* The exercise *
Rewrite all of the data below as a JSON list of strings, one string per line, leaving out any blank lines.

* Dataset items *

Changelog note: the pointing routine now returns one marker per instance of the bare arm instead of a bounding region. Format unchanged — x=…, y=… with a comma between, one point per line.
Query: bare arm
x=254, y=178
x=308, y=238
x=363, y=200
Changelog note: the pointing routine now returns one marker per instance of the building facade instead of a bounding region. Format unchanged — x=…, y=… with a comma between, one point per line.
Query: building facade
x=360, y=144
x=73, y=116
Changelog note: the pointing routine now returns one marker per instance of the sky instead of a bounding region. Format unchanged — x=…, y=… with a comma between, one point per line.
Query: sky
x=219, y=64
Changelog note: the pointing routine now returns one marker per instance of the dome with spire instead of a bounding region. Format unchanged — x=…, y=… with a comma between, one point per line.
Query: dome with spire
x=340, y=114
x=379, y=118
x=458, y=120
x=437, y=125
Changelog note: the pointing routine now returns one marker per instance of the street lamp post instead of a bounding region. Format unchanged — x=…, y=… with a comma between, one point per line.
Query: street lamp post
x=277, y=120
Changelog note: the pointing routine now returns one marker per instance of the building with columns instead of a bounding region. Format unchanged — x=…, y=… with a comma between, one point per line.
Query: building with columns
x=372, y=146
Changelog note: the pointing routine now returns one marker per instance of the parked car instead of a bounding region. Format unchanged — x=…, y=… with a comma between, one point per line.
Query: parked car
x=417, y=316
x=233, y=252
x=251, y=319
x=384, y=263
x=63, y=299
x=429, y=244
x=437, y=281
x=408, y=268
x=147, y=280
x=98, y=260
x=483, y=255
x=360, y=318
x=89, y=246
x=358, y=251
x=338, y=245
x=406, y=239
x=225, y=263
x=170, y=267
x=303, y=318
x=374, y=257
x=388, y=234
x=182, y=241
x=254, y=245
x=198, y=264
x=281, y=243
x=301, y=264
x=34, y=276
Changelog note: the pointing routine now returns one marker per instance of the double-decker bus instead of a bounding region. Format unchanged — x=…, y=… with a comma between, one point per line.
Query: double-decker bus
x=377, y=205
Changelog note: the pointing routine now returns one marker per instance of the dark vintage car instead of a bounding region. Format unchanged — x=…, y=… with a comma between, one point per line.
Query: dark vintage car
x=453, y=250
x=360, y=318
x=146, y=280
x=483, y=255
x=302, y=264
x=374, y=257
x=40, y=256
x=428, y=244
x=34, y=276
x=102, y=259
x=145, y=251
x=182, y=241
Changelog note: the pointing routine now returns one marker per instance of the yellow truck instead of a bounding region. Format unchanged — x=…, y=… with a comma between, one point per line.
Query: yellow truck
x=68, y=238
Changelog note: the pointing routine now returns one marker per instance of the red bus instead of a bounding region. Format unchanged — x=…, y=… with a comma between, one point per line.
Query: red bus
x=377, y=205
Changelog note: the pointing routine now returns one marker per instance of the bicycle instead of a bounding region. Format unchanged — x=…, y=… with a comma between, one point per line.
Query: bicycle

* Exercise answer *
[
  "Changelog note: the pointing routine now returns one marker per instance of the bare arm instead of a bounding region. Format unchanged — x=…, y=… with a comma between, one point per line.",
  "Query: bare arm",
  "x=254, y=178",
  "x=308, y=238",
  "x=363, y=200",
  "Changelog note: the pointing routine now returns one marker per instance of the building facade instead of a bounding region. Format unchanged — x=…, y=… with a comma between, one point per line.",
  "Query: building facade",
  "x=360, y=144",
  "x=73, y=116",
  "Changelog note: the pointing routine now returns one marker per instance of the sky instead of a bounding region. Format unchanged — x=…, y=… with a comma between, one point per line.",
  "Query: sky",
  "x=219, y=64",
  "Changelog note: the pointing routine now returns one marker per instance of the dome with spire instead of a bounding region. Format unchanged — x=…, y=… with a comma between, one point per line.",
  "Query: dome with spire",
  "x=340, y=114",
  "x=379, y=118",
  "x=458, y=120",
  "x=437, y=125",
  "Changelog note: the pointing routine now returns one marker per instance of the street lamp post instead of a bounding region. Format unchanged — x=…, y=… with a comma between, one point per line.",
  "Query: street lamp post",
  "x=277, y=120",
  "Changelog note: the pointing routine now returns one marker per instance of the building with columns instead of a bounding region. Format unchanged — x=…, y=… with a comma between, one point per line.",
  "Query: building with columns",
  "x=372, y=146",
  "Changelog note: the pointing routine now returns one marker per instance of the parked car instead of a bounding region. Format unchanged — x=…, y=… with a comma between, one point per line.",
  "Query: parked car",
  "x=417, y=316",
  "x=233, y=252",
  "x=251, y=319",
  "x=384, y=263",
  "x=63, y=299",
  "x=429, y=244",
  "x=437, y=281",
  "x=408, y=268",
  "x=147, y=280",
  "x=98, y=260",
  "x=483, y=255",
  "x=360, y=318",
  "x=89, y=246",
  "x=358, y=251",
  "x=338, y=245",
  "x=406, y=239",
  "x=225, y=263",
  "x=170, y=267",
  "x=303, y=318",
  "x=374, y=257",
  "x=388, y=234",
  "x=182, y=241",
  "x=254, y=245",
  "x=198, y=264",
  "x=281, y=243",
  "x=301, y=264",
  "x=34, y=276",
  "Changelog note: the pointing routine now returns one marker per instance of the double-decker bus instead of a bounding region. Format unchanged — x=…, y=… with a comma between, one point per line.",
  "Query: double-decker bus",
  "x=377, y=205",
  "Changelog note: the pointing routine now returns one marker per instance of the dark vintage car instead of a bounding region. Format unchanged — x=…, y=… with a comma between, one point per line.",
  "Query: dark vintage car",
  "x=453, y=250",
  "x=360, y=318",
  "x=146, y=280",
  "x=483, y=255",
  "x=302, y=264",
  "x=374, y=257",
  "x=40, y=256",
  "x=428, y=244",
  "x=34, y=276",
  "x=102, y=259",
  "x=145, y=251",
  "x=182, y=241",
  "Changelog note: the pointing routine now returns one marker per instance of the yellow truck instead of a bounding region. Format unchanged — x=…, y=… with a comma between, one point per line.",
  "Query: yellow truck",
  "x=68, y=238",
  "Changelog note: the pointing routine now returns one marker per instance of the red bus instead of a bounding region. Format unchanged — x=…, y=… with a comma between, one point per line.",
  "Query: red bus",
  "x=377, y=205",
  "Changelog note: the pointing routine now returns one marker per instance of the bicycle instead of a bounding region. Format unchanged — x=…, y=… with a comma between, one point per line.",
  "Query: bicycle"
]